#### Trecho selecionado
____

“Olha como eles veneram a natureza, quem faria isso em Nova York?”
Primeiro que O Tigre Branco não foi indicado ao Oscar (e entrou no mapa), à toa. O primeiro mundo só finge olhar pro terceiro, quando seus filmes vêm embalados por uma ótima parte técnica, como foi o caso de Cidade de Deus ou Timbuktu, ou ainda, quando um cineasta deles (Danny Boyle) lança o seu olhar não imperialista aos subdesenvolvidos – Quem Quer Ser um Milionário?. Tendo várias semelhanças estéticas e narrativas ao sucesso de 2008 (8 Oscars, na época), O Tigre Branco é o produto perfeito da Netflix para o selo “reconhecemos sua existência, podem se sentar à mesa” que o Oscar vem tentando imprimir, na última década. De ótimas intenções vale a festa, e de fato, eis uma grande oportunidade para o filme de Ramin Bahrani ser valorizado e discutido também pelo que é: uma fábula americanizada do capitalismo em plena Índia, tão desigual quanto o Brasil, aos olhos do jovem e promissor Balram.

____

[Dados de expressões referenciais baseadas em fotos]

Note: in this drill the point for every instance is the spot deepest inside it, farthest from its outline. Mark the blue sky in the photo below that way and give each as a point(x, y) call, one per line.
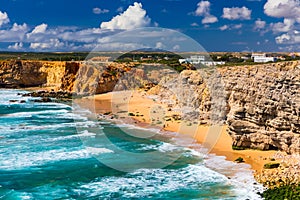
point(217, 25)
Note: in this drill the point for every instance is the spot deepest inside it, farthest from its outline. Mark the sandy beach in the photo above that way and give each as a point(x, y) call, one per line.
point(137, 108)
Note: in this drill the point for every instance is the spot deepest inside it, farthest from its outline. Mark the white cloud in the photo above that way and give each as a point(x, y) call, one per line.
point(209, 19)
point(283, 9)
point(3, 18)
point(203, 10)
point(98, 11)
point(236, 13)
point(17, 27)
point(286, 26)
point(289, 38)
point(289, 10)
point(120, 9)
point(53, 43)
point(237, 26)
point(259, 24)
point(194, 24)
point(159, 45)
point(40, 29)
point(134, 17)
point(16, 46)
point(231, 27)
point(223, 28)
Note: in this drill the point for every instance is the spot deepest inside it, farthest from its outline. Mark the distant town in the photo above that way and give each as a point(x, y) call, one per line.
point(209, 59)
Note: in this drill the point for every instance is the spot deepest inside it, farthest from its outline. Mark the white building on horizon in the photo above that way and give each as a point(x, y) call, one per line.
point(200, 59)
point(262, 58)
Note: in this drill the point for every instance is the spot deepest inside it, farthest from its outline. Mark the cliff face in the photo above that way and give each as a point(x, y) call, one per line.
point(260, 103)
point(264, 104)
point(14, 74)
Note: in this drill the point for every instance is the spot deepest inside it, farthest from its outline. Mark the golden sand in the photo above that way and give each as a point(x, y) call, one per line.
point(147, 112)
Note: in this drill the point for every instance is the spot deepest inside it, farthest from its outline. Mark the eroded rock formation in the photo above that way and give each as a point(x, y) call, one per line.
point(260, 103)
point(264, 103)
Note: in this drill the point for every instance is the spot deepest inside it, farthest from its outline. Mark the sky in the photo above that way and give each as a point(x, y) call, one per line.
point(216, 25)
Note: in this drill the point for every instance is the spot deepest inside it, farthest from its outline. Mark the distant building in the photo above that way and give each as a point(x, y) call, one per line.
point(100, 59)
point(196, 60)
point(262, 58)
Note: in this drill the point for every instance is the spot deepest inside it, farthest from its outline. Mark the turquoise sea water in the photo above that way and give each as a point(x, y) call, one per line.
point(45, 154)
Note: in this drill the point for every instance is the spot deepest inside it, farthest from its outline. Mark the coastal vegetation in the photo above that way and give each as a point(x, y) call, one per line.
point(256, 109)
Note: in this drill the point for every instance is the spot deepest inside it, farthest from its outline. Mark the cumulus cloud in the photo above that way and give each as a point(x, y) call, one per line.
point(203, 10)
point(231, 27)
point(224, 27)
point(283, 9)
point(236, 13)
point(17, 27)
point(209, 19)
point(286, 26)
point(40, 29)
point(259, 24)
point(134, 17)
point(98, 11)
point(289, 38)
point(17, 46)
point(3, 18)
point(53, 43)
point(289, 10)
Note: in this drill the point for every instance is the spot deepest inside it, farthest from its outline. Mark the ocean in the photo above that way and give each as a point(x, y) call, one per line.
point(48, 151)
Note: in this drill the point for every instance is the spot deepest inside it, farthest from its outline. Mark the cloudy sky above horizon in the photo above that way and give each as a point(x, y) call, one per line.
point(218, 25)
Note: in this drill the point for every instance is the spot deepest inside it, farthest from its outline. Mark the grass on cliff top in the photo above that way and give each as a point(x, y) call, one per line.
point(289, 192)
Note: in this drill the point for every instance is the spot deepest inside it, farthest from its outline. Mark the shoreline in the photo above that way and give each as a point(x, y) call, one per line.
point(145, 113)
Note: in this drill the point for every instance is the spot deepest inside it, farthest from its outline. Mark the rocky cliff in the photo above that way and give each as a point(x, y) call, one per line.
point(260, 103)
point(264, 106)
point(15, 74)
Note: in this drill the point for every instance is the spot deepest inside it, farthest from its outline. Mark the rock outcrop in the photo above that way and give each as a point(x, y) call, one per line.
point(260, 103)
point(15, 74)
point(264, 102)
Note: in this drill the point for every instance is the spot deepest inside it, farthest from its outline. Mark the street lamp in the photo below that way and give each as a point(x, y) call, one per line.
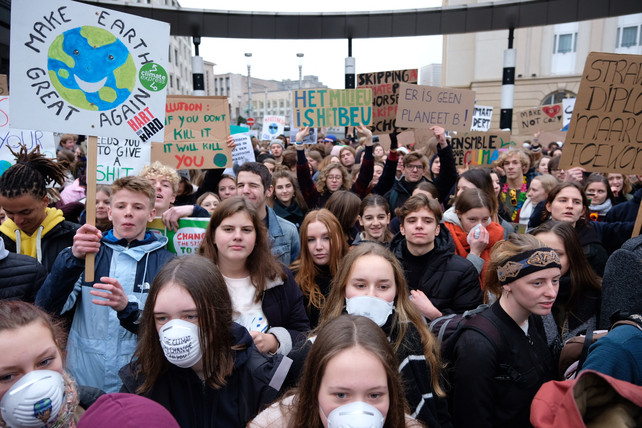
point(248, 55)
point(300, 56)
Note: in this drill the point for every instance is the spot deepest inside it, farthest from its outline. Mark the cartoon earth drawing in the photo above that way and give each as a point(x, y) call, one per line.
point(91, 68)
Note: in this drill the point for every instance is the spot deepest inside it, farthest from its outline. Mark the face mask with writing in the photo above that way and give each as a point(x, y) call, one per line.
point(180, 343)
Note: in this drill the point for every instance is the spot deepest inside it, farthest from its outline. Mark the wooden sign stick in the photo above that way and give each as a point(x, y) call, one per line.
point(638, 223)
point(90, 204)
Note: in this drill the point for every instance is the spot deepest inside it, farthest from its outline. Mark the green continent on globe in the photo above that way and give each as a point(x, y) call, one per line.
point(91, 68)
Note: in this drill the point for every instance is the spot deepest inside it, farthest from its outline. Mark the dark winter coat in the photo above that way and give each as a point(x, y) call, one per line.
point(494, 383)
point(255, 382)
point(450, 282)
point(20, 276)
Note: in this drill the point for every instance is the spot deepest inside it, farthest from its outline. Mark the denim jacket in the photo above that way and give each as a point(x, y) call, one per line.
point(284, 238)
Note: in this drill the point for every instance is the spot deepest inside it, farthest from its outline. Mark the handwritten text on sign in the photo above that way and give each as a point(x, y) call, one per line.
point(385, 92)
point(542, 118)
point(195, 133)
point(481, 118)
point(480, 148)
point(120, 158)
point(87, 70)
point(427, 106)
point(332, 107)
point(11, 139)
point(605, 133)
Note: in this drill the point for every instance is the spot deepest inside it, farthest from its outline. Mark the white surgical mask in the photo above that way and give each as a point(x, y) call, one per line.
point(180, 343)
point(356, 415)
point(34, 400)
point(378, 310)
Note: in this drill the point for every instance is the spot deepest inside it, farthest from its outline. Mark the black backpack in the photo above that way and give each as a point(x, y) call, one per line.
point(445, 326)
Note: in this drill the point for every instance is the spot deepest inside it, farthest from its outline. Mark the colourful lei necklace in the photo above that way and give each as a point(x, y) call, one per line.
point(516, 198)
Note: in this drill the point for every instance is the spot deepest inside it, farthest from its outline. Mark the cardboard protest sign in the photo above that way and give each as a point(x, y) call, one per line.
point(186, 239)
point(542, 118)
point(385, 96)
point(481, 118)
point(605, 133)
point(331, 107)
point(480, 148)
point(195, 133)
point(4, 85)
point(118, 157)
point(12, 139)
point(84, 69)
point(273, 126)
point(568, 104)
point(426, 106)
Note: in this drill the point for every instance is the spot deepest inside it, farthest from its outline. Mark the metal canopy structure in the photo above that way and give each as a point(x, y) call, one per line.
point(487, 16)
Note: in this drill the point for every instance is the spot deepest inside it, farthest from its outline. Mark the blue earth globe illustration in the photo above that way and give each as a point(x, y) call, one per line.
point(91, 68)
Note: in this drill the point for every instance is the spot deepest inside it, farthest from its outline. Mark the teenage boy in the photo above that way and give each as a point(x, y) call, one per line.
point(254, 183)
point(440, 281)
point(127, 260)
point(415, 166)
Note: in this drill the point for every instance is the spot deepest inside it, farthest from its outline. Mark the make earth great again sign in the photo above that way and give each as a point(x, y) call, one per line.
point(82, 69)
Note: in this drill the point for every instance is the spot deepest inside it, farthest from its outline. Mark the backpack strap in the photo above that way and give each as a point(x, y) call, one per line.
point(394, 195)
point(588, 341)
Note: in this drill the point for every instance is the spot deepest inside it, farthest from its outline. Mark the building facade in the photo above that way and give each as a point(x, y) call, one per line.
point(549, 59)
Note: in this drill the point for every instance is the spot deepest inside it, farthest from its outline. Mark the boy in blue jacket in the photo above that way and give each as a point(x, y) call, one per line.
point(127, 260)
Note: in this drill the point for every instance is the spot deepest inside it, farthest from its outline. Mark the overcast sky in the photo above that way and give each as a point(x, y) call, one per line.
point(276, 59)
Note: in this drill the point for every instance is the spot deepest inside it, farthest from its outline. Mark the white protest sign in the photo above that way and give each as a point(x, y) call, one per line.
point(568, 104)
point(481, 118)
point(273, 126)
point(12, 139)
point(83, 69)
point(119, 157)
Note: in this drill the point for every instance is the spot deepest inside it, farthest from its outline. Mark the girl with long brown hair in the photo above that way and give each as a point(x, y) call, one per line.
point(350, 378)
point(191, 357)
point(266, 299)
point(371, 282)
point(323, 245)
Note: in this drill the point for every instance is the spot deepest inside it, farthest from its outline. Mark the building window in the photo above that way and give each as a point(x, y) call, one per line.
point(565, 43)
point(627, 37)
point(556, 97)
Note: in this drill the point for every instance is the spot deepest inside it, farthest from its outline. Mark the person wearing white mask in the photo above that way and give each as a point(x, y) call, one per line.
point(370, 282)
point(192, 358)
point(350, 379)
point(35, 390)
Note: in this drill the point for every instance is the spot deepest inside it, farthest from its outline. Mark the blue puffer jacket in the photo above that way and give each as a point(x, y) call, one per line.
point(98, 346)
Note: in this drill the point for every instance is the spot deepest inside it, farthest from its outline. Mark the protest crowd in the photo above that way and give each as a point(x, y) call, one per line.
point(337, 282)
point(386, 261)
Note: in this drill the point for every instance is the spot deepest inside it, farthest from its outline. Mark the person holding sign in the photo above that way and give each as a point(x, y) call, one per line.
point(334, 176)
point(32, 228)
point(127, 260)
point(192, 358)
point(515, 184)
point(415, 166)
point(254, 183)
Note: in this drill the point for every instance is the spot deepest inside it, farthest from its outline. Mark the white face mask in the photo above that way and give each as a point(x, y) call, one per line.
point(378, 310)
point(180, 343)
point(355, 415)
point(34, 400)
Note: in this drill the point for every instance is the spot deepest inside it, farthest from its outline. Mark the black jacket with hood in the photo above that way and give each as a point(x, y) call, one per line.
point(450, 282)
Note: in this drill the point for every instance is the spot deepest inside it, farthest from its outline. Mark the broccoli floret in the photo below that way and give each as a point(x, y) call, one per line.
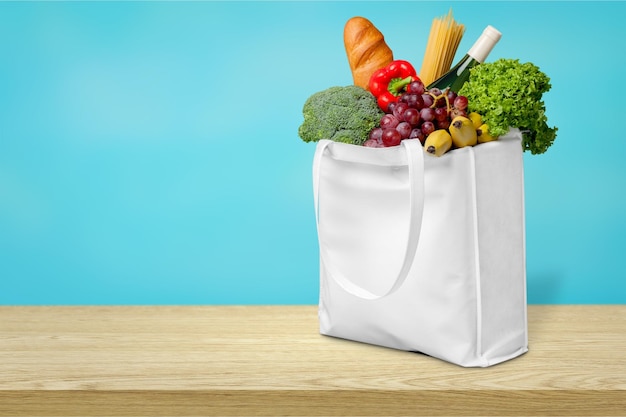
point(342, 114)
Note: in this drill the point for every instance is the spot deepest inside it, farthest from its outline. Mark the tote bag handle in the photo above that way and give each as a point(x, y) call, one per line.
point(415, 163)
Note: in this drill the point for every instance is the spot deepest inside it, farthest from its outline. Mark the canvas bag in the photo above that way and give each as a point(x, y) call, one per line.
point(424, 253)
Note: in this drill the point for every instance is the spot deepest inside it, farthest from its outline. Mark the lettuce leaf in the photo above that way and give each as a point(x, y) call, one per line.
point(507, 93)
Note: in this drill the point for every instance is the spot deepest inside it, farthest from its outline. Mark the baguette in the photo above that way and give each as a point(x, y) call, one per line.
point(366, 49)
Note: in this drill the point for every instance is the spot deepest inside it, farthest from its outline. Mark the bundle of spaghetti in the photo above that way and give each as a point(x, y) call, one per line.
point(443, 41)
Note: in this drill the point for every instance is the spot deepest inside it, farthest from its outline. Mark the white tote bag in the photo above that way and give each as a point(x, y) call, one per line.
point(424, 253)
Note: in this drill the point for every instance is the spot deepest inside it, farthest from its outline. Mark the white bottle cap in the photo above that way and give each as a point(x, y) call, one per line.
point(485, 44)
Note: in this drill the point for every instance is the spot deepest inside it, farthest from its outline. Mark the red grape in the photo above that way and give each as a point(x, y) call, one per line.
point(376, 134)
point(412, 116)
point(428, 100)
point(389, 121)
point(441, 113)
point(391, 137)
point(399, 110)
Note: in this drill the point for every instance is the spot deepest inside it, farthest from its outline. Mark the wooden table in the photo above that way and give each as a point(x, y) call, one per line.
point(271, 360)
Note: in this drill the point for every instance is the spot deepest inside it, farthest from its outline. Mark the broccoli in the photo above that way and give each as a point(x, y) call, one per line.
point(342, 114)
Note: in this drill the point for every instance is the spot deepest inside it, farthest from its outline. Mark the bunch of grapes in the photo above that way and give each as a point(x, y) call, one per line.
point(417, 113)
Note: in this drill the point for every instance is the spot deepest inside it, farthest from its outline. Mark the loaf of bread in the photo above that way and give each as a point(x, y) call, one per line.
point(366, 49)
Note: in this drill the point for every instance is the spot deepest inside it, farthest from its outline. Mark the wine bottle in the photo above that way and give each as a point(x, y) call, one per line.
point(458, 74)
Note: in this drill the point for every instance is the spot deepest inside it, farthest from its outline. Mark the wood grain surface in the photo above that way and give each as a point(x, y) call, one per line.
point(271, 360)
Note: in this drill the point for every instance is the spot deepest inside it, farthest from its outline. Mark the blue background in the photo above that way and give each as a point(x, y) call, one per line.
point(149, 150)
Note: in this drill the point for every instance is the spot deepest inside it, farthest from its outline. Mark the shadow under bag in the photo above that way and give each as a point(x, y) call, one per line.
point(424, 253)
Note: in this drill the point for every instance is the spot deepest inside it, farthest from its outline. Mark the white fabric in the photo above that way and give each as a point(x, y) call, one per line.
point(424, 253)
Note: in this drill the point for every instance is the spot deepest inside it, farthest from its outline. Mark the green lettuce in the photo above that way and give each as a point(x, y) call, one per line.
point(509, 94)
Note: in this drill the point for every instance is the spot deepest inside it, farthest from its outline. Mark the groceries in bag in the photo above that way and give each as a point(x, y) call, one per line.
point(492, 97)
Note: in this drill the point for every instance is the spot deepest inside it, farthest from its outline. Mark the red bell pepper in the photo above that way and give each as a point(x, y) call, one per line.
point(387, 84)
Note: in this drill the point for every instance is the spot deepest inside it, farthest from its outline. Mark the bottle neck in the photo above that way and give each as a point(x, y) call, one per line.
point(485, 43)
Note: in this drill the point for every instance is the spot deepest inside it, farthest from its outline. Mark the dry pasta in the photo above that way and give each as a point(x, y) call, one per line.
point(443, 41)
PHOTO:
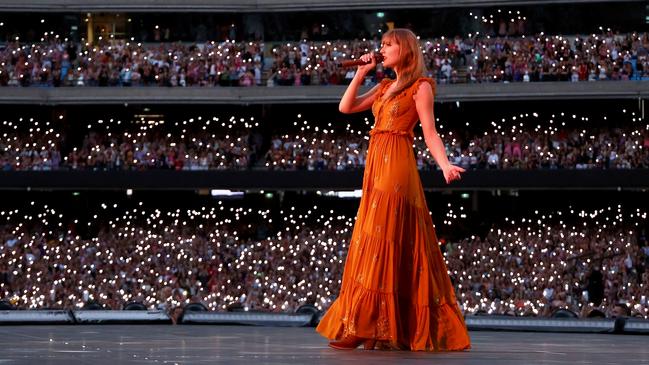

____

#### Lista de tarefas
a) Liste todos os filmes mencionados no texto sobre O Tigre Branco.
b) Prossiga com o texto sobre O Tigre Branco a partir da última frase apresentada.
As linhas não são necessárias para o que se pede.

#### Respostas por tarefa
a)
O Tigre Branco
Cidade de Deus
Timbuktu
Quem Quer Ser um Milionário?

b)
Balram aprendeu, desde pequeno na escola, e no “hospital” ao lado do pai, o fedor da miséria. Das promessas eleitorais vazias, a dor da fome. O sofrimento e a limitação, para o bem e para o mal, fez Balram buscar o dinheiro com uma ambição vingativa à pobreza que nasceu, e claro, ver sempre nos Estados Unidos um exemplo brilhante de país – Eldorado dos lobos. Assim, enquanto Jordan Belfort venderia até a mãe para conseguir uma promoção em Wall Street, Balram possuía valores familiares que o dinheiro não conseguiu comprar, pelo menos não tão fácil, assim. Ainda que benevolente e humilde, aos poucos Balram troca de time na luta de classes ao virar o motorista de um magnata indiano. Ao invés de focar nos excessos e no estudo da ganância, toda a irreverência e a comédia de O Tigre Branco convivem em perfeito equilíbrio junto ao drama de um alpinista social, tentando subir sem sujar suas mãos.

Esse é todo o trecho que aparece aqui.